**Your instructions**
Rewrite the lines of every entry below as a numbered list, omitting blank lines.

Excerpts from a pointing dataset
_ _ _ _
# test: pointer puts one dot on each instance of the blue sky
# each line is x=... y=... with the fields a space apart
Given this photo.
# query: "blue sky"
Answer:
_ _ _ _
**Problem solution**
1. # test: pointer puts one dot on each instance of the blue sky
2. # each line is x=... y=... with the fields a space apart
3. Given this photo.
4. # query: "blue sky"
5. Answer:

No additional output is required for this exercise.